## BEGIN

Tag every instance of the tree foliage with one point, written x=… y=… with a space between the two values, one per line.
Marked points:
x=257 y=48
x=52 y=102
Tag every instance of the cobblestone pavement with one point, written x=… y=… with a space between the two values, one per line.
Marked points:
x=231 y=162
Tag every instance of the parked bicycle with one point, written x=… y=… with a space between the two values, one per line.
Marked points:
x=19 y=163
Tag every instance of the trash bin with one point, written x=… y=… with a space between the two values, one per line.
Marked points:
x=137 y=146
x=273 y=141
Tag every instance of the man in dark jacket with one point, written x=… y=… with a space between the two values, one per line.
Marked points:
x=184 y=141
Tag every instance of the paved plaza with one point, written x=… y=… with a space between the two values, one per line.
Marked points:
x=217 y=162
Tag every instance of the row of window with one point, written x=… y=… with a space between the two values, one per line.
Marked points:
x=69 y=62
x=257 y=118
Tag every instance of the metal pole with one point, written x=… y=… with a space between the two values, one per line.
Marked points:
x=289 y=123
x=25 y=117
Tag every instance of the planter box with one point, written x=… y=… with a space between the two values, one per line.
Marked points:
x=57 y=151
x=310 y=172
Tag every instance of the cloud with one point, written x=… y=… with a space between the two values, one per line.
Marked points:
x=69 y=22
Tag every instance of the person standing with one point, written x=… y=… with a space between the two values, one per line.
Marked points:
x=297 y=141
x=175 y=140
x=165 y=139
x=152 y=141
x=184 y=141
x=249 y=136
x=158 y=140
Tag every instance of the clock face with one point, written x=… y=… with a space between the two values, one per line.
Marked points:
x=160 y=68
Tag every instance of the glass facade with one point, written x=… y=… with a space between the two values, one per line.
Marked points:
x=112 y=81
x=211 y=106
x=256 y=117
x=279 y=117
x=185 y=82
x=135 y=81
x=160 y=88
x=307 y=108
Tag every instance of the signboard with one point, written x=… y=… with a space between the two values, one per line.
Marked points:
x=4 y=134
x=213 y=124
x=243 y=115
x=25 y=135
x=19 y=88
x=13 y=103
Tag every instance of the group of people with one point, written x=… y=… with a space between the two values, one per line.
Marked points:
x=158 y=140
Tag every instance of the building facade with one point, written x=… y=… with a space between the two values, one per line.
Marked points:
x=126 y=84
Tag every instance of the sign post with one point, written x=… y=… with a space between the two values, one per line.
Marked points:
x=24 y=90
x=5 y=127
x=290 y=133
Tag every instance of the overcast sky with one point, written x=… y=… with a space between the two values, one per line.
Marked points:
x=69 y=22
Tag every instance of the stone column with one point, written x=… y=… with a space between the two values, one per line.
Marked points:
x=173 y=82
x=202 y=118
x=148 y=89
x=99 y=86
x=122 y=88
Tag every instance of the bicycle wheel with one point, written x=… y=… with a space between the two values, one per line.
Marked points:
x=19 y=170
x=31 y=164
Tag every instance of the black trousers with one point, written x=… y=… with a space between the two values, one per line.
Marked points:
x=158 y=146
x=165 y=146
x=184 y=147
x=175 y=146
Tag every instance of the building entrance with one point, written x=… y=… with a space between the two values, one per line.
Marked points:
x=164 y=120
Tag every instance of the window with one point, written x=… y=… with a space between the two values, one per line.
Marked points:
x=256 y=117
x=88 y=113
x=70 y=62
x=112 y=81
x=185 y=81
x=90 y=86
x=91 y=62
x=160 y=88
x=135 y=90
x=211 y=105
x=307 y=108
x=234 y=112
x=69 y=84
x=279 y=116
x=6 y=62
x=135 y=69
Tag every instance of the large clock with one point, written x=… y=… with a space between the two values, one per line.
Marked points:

## END

Copy the rows above from the first line through the line that has "x=273 y=141", swapping "trash bin" for "waste bin" and leaving everything else unchanged.

● **SOLUTION FOR THIS PROBLEM**
Tag every instance of the tree foliage with one point, written x=… y=… with a space between the two values, one per line.
Marked points:
x=257 y=48
x=52 y=102
Tag every instance of the cobblestone pavement with one point, written x=… y=… with a space between the two values, one per line.
Marked points:
x=231 y=162
Tag every instance of the parked bicycle with one point, written x=… y=… with a space between the two values, one per line.
Marked points:
x=19 y=163
Tag every instance of the waste bin with one point, written x=… y=… with a space between the two values, one per line.
Marked points:
x=137 y=146
x=273 y=141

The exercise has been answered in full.